**Material provided**
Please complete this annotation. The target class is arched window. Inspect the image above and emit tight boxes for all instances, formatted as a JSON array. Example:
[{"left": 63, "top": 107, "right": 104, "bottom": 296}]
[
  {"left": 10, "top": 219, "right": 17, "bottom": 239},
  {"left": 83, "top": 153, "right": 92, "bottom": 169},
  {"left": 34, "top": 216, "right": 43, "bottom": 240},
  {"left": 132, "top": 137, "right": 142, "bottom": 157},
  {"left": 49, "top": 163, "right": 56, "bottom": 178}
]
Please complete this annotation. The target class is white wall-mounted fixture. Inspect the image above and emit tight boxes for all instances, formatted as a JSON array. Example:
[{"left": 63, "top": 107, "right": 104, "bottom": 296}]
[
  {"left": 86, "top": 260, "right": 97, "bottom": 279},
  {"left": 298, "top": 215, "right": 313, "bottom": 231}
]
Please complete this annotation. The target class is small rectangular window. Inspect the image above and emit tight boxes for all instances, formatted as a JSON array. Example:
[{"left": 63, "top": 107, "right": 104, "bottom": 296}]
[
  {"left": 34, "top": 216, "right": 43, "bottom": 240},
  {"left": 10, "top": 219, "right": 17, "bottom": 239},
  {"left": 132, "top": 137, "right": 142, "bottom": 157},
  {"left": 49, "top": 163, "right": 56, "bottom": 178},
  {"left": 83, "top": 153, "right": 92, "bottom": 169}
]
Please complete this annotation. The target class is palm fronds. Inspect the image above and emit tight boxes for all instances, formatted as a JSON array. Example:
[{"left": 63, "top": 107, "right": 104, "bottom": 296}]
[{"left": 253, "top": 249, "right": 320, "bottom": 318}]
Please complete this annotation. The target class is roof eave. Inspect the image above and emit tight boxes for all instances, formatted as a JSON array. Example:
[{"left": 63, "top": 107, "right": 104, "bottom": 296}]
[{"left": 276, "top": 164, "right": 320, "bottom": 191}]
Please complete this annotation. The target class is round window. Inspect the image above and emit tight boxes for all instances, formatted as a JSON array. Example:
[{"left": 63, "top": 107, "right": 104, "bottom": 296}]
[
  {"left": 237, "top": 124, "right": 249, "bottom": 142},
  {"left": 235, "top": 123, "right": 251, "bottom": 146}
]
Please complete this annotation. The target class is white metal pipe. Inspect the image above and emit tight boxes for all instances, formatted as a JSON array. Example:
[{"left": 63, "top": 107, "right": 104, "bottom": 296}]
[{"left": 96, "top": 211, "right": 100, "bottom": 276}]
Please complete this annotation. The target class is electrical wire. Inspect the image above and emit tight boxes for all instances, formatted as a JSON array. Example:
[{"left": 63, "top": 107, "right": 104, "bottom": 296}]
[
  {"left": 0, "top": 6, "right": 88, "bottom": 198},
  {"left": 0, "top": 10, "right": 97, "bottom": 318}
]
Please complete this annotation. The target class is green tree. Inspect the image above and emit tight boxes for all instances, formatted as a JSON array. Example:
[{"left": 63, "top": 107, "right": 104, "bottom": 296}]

**Work order**
Scan the preceding records line by line, and state how many lines contain "window". Nothing else belongs in the answer.

**Answer to this task**
3